### Selected excerpt:
════════════════
In a few weeks’ time, Brexit and thus the future prosperity of Britain for decades to come will be in the hands of Jeremy Corbyn and the Labour Party. This is because the government has no majority – and certainly not for a Brexit plan, which is barely alive anyway.

What will he do?

Corbyn is a man of consistency, let’s give him that. He has always said that he would respect the will of the British people as expressed in the 2016 EU referendum. He wants Brexit. He’s specified six tests for an acceptable deal, and his shadow ministers have created some wacky ideas about “a” customs union and a “jobs first” Brexit. He seems sincere about it. It’s his own version of the Chequers plan. It has even less chance of acceptance by the EU. Everyone knows it, though Labour can’t admit it.

But the Commons will not be asked to vote on Labour’s policy – they’ll vote on the government’s one. Labour will vote down the Chequers plan or any likely variant of it. Corbyn will demand an election so he can sweep in to Downing Street and then Brussels and clear everything up. Won’t happen.

Then what?

He has a democratic dilemma. He can stick with his mandate from the 2016 referendum, which looks increasingly dodgy. Soon though he may face a moral and political obligation to follow the mandate set for him by the Labour Party conference. In Corbyn’s vision the party’s members frame policy through conference. It is sovereign. Ignoring it is what Labour leaders and MPs did in the bad old days. That was betrayal. Corbyn will follow the democratic decisions reached by the Labour movement. Again he has been consistent on that principle.
════════════════
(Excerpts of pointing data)
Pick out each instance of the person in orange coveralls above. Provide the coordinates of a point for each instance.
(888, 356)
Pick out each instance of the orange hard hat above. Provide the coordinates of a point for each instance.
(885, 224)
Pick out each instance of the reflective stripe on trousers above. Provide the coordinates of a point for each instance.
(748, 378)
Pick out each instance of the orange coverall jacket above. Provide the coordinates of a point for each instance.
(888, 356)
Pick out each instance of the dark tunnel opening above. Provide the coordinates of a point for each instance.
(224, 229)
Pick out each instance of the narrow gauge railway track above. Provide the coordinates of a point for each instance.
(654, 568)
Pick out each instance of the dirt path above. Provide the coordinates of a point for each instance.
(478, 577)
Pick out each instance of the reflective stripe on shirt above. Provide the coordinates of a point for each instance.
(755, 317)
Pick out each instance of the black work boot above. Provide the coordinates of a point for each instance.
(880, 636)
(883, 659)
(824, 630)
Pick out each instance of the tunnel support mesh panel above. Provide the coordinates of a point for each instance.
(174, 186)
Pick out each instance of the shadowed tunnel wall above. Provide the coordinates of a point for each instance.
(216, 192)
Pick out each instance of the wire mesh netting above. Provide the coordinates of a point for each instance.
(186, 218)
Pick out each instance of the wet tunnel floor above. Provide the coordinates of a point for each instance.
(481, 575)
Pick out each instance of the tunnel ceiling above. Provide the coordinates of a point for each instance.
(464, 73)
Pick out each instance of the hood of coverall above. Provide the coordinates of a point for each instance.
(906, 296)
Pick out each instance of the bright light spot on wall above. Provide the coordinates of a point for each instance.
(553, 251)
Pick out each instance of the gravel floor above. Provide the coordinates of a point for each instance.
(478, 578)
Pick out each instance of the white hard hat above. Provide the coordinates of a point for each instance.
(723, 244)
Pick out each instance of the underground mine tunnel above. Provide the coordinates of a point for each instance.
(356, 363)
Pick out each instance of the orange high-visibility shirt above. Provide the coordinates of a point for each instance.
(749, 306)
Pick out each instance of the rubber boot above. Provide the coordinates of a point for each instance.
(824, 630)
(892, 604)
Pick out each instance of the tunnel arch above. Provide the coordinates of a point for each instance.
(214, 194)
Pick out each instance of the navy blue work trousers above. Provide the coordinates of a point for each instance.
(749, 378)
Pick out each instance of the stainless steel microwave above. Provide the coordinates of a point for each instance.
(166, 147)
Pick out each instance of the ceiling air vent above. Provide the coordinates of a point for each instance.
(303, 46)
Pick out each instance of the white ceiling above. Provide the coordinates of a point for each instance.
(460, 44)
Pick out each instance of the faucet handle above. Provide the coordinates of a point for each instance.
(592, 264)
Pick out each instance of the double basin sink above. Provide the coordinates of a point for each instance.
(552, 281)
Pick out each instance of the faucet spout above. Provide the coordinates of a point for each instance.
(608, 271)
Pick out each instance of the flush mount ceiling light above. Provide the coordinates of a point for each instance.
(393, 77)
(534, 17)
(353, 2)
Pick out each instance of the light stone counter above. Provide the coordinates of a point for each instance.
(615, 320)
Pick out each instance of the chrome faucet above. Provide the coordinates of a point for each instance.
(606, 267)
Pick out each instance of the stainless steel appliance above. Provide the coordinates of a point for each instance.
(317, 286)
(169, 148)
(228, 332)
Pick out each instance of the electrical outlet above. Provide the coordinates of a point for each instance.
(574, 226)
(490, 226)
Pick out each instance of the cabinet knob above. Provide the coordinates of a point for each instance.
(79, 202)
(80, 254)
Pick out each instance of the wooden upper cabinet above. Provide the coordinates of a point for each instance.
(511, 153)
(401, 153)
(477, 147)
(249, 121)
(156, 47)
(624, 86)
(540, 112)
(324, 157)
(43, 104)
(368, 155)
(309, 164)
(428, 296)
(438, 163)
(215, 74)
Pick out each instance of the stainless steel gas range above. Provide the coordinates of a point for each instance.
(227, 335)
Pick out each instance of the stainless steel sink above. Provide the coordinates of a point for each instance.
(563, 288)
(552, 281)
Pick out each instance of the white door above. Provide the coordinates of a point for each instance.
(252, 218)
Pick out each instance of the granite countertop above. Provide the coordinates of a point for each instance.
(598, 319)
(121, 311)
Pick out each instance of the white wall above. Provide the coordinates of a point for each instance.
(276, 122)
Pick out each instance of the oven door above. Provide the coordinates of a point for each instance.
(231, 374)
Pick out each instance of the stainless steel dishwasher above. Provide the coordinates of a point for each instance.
════════════════
### Goal A:
Answer these about the Brexit piece:
(i) How many tests has Corbyn set for an acceptable deal?
(ii) Which plan does the piece say Labour will vote down?
(iii) In Corbyn's vision, what part of the party is sovereign?
### Goal B:
In the rows, copy every line from the one with "Pick out each instance of the stainless steel sink" through the last line of the rows, offsetting each point coordinate by adding 137.

### Full solution A:
(i) Six
(ii) The Chequers plan, or any likely variant of it
(iii) The Labour Party conference

### Full solution B:
Pick out each instance of the stainless steel sink above. Provide the coordinates of a point for each instance.
(700, 425)
(689, 418)
Pick out each instance of the white door above. Provide the coordinates of a point for each instance.
(389, 355)
Pick out each instance of the granite countertop above. Provide the coordinates of a point for each instance.
(735, 456)
(258, 448)
Pick out each instance of the white wall above. Provide the coordinates of a point for each instance.
(413, 259)
Pick out each instance of the oven door above. Provide the coordinates of a point for each instance.
(368, 511)
Pick out each instance of the stainless steel dishwasher above. Provide the coordinates of a point for each instance.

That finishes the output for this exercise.